-- start of PROVIDED INFORMATION --
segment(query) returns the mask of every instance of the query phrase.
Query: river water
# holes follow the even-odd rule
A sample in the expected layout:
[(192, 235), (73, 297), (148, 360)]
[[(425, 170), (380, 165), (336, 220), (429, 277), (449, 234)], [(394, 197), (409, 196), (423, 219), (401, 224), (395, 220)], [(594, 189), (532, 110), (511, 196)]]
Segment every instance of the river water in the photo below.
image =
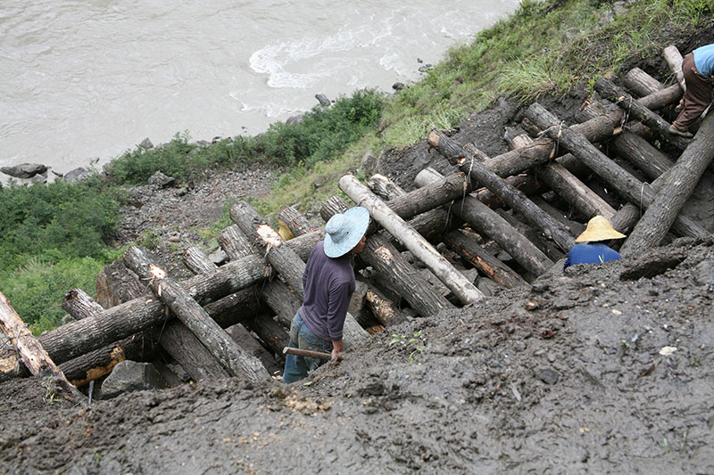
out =
[(0, 166), (67, 172), (154, 143), (254, 135), (418, 80), (519, 0), (0, 3)]

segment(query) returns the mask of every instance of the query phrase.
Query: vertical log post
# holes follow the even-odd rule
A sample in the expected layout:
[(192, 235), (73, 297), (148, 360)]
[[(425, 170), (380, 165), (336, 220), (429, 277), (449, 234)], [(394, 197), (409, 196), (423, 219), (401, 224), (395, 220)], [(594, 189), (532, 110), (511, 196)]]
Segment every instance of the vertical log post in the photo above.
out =
[(64, 373), (52, 361), (42, 348), (42, 344), (28, 329), (2, 292), (0, 292), (0, 331), (10, 339), (10, 342), (17, 348), (21, 361), (34, 376), (48, 378), (47, 383), (56, 385), (57, 391), (70, 401), (87, 404), (85, 396), (67, 381)]
[[(341, 197), (333, 196), (322, 204), (320, 214), (327, 222), (334, 215), (344, 213), (349, 208)], [(379, 233), (367, 236), (364, 250), (357, 256), (357, 259), (370, 266), (382, 280), (389, 282), (396, 293), (409, 302), (419, 315), (430, 316), (453, 308), (446, 298), (425, 282), (399, 250)]]
[[(559, 137), (563, 147), (567, 148), (570, 153), (577, 157), (598, 176), (612, 186), (620, 196), (643, 208), (650, 206), (654, 198), (654, 193), (650, 187), (618, 166), (583, 135), (570, 127), (560, 127), (558, 119), (542, 105), (534, 102), (526, 111), (526, 117), (540, 128), (547, 129), (548, 135)], [(675, 226), (680, 235), (696, 237), (709, 234), (706, 229), (693, 223), (691, 219), (685, 218), (685, 217), (678, 217), (675, 222)]]
[(419, 258), (436, 277), (464, 304), (477, 303), (484, 294), (473, 283), (453, 268), (419, 233), (377, 198), (357, 178), (345, 175), (340, 178), (340, 189), (355, 203), (369, 210), (372, 217), (399, 239), (412, 254)]
[[(626, 113), (641, 121), (662, 140), (668, 142), (677, 149), (685, 150), (689, 144), (689, 140), (678, 135), (672, 135), (668, 132), (669, 123), (667, 120), (641, 104), (610, 79), (598, 78), (595, 81), (595, 90), (600, 95), (620, 106)], [(570, 152), (572, 152), (572, 151)]]
[[(184, 253), (184, 258), (186, 258), (187, 254)], [(191, 253), (191, 259), (197, 264), (195, 266), (196, 268), (209, 269), (206, 271), (209, 273), (218, 270), (218, 266), (213, 264), (202, 250), (198, 249), (194, 250), (194, 251)], [(262, 285), (260, 284), (259, 286), (262, 287)], [(289, 292), (287, 287), (285, 287), (285, 290)], [(295, 296), (293, 296), (293, 298), (295, 298)], [(282, 357), (282, 348), (287, 346), (289, 342), (289, 337), (279, 323), (275, 322), (270, 316), (259, 314), (257, 312), (245, 315), (241, 319), (240, 323), (243, 326), (253, 330), (253, 332), (258, 335), (261, 340), (262, 340), (263, 346), (266, 347), (269, 351), (271, 351)]]
[[(415, 181), (417, 185), (422, 186), (428, 183), (436, 182), (439, 177), (441, 177), (441, 174), (436, 170), (427, 168), (417, 175)], [(463, 200), (454, 201), (451, 210), (469, 223), (474, 231), (495, 241), (502, 249), (511, 254), (516, 262), (531, 274), (540, 275), (552, 266), (552, 261), (541, 252), (533, 242), (526, 239), (498, 213), (479, 201), (467, 195)], [(454, 238), (449, 240), (449, 242), (457, 243), (461, 242), (461, 241), (459, 238)], [(460, 246), (461, 248), (462, 246)], [(471, 250), (473, 251), (473, 250)], [(480, 261), (486, 264), (487, 258), (481, 257)], [(487, 264), (487, 267), (481, 270), (489, 274), (486, 269), (493, 269), (492, 273), (498, 273), (502, 267), (506, 266), (503, 264), (500, 266)], [(508, 267), (506, 268), (508, 269)], [(511, 271), (511, 269), (509, 270)], [(513, 274), (513, 271), (511, 271), (510, 274)], [(503, 283), (505, 282), (515, 281), (519, 284), (523, 283), (522, 279), (516, 279), (512, 275), (511, 278), (505, 278), (505, 276), (502, 278), (498, 275), (489, 274), (489, 277), (499, 283), (504, 284), (506, 287), (512, 287), (513, 285)]]
[[(561, 250), (567, 252), (575, 245), (575, 239), (560, 223), (538, 208), (520, 190), (510, 186), (484, 164), (473, 160), (470, 153), (443, 133), (432, 130), (427, 137), (427, 142), (452, 164), (461, 167), (461, 170), (469, 173), (474, 181), (482, 184), (504, 203), (523, 215), (531, 225), (543, 231), (545, 236), (552, 240)], [(456, 156), (461, 158), (454, 160), (453, 158)]]
[(708, 117), (699, 127), (694, 140), (667, 173), (644, 216), (620, 248), (623, 255), (639, 254), (660, 244), (712, 158), (714, 118)]
[(662, 51), (662, 57), (664, 61), (667, 61), (667, 65), (669, 66), (669, 70), (672, 71), (675, 78), (677, 78), (677, 84), (679, 85), (682, 92), (686, 91), (685, 73), (682, 70), (682, 60), (684, 58), (682, 58), (682, 53), (679, 53), (679, 49), (674, 45), (670, 45)]
[(193, 299), (188, 292), (169, 278), (136, 246), (124, 254), (124, 262), (141, 278), (176, 316), (188, 327), (232, 376), (249, 381), (270, 379), (261, 362), (245, 352), (216, 322)]

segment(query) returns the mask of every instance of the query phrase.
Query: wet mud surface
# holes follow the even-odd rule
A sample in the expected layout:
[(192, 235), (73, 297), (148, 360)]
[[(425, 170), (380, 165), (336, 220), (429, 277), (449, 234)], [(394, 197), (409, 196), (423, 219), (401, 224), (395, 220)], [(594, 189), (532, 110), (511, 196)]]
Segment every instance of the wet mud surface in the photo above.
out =
[(713, 301), (714, 242), (678, 240), (393, 327), (291, 386), (229, 379), (80, 409), (13, 381), (0, 468), (711, 473)]
[[(572, 123), (584, 97), (542, 103)], [(499, 100), (452, 136), (496, 156), (519, 111)], [(410, 190), (426, 166), (448, 171), (436, 155), (387, 151), (379, 171)], [(151, 228), (190, 242), (166, 207), (179, 228), (203, 225), (224, 195), (271, 181), (244, 175), (190, 202), (138, 190), (151, 199), (121, 240)], [(688, 205), (710, 229), (712, 203)], [(227, 379), (81, 408), (15, 380), (0, 385), (0, 472), (714, 473), (713, 304), (714, 240), (677, 240), (389, 327), (293, 385)]]

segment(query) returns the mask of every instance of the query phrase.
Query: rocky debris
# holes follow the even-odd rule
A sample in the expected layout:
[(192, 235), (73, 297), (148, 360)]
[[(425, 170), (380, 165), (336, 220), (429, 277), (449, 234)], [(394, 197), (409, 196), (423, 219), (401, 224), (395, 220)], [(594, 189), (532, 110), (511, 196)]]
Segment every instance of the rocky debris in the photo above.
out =
[(297, 114), (295, 116), (290, 116), (287, 118), (287, 120), (285, 121), (286, 126), (293, 126), (295, 124), (299, 124), (303, 121), (303, 114)]
[(125, 360), (114, 366), (102, 383), (102, 398), (111, 399), (129, 391), (161, 389), (169, 385), (151, 363)]
[(169, 188), (176, 184), (176, 178), (173, 176), (167, 176), (162, 172), (157, 171), (149, 176), (147, 183), (159, 188)]
[(367, 152), (362, 157), (362, 161), (357, 168), (357, 173), (365, 176), (371, 176), (377, 172), (378, 160), (371, 152)]
[(329, 99), (328, 99), (328, 96), (325, 95), (324, 94), (316, 94), (315, 99), (318, 100), (320, 105), (321, 105), (322, 107), (329, 107), (331, 103)]
[(32, 178), (36, 175), (46, 173), (46, 171), (47, 167), (39, 163), (21, 163), (13, 167), (0, 167), (0, 172), (21, 179)]
[(714, 290), (714, 260), (702, 260), (694, 267), (694, 282)]
[(89, 171), (84, 167), (78, 167), (73, 170), (68, 171), (64, 174), (64, 180), (70, 183), (79, 182), (86, 178), (89, 175)]
[[(143, 242), (172, 276), (188, 277), (190, 273), (180, 261), (183, 250), (199, 246), (211, 253), (218, 248), (195, 229), (215, 224), (226, 203), (265, 194), (278, 170), (264, 164), (243, 165), (233, 170), (207, 170), (201, 180), (178, 189), (157, 184), (132, 187), (121, 203), (117, 241), (120, 244)], [(171, 236), (174, 242), (170, 242)]]

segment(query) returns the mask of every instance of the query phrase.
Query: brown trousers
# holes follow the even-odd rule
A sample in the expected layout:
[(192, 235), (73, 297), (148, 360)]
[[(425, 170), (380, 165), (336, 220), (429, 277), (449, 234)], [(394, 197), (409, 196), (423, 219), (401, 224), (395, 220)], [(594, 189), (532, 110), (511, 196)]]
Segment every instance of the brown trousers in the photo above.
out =
[(686, 130), (711, 102), (711, 82), (709, 78), (699, 74), (694, 66), (694, 55), (691, 53), (682, 60), (682, 72), (686, 84), (685, 108), (674, 121), (674, 126), (679, 130)]

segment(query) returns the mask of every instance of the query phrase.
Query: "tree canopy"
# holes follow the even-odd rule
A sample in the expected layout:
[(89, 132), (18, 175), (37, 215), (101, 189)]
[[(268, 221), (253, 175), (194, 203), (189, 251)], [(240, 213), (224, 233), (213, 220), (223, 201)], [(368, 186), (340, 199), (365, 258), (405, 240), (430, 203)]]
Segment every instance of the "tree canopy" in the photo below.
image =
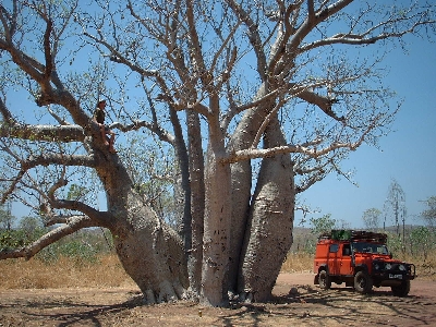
-- end of PROVIDED INFORMATION --
#### [WORK TO COMPLETE]
State how many lines of the listing above contain the string "vertical", matching case exactly. Reply with the number alone.

#### [WRITTEN ANSWER]
2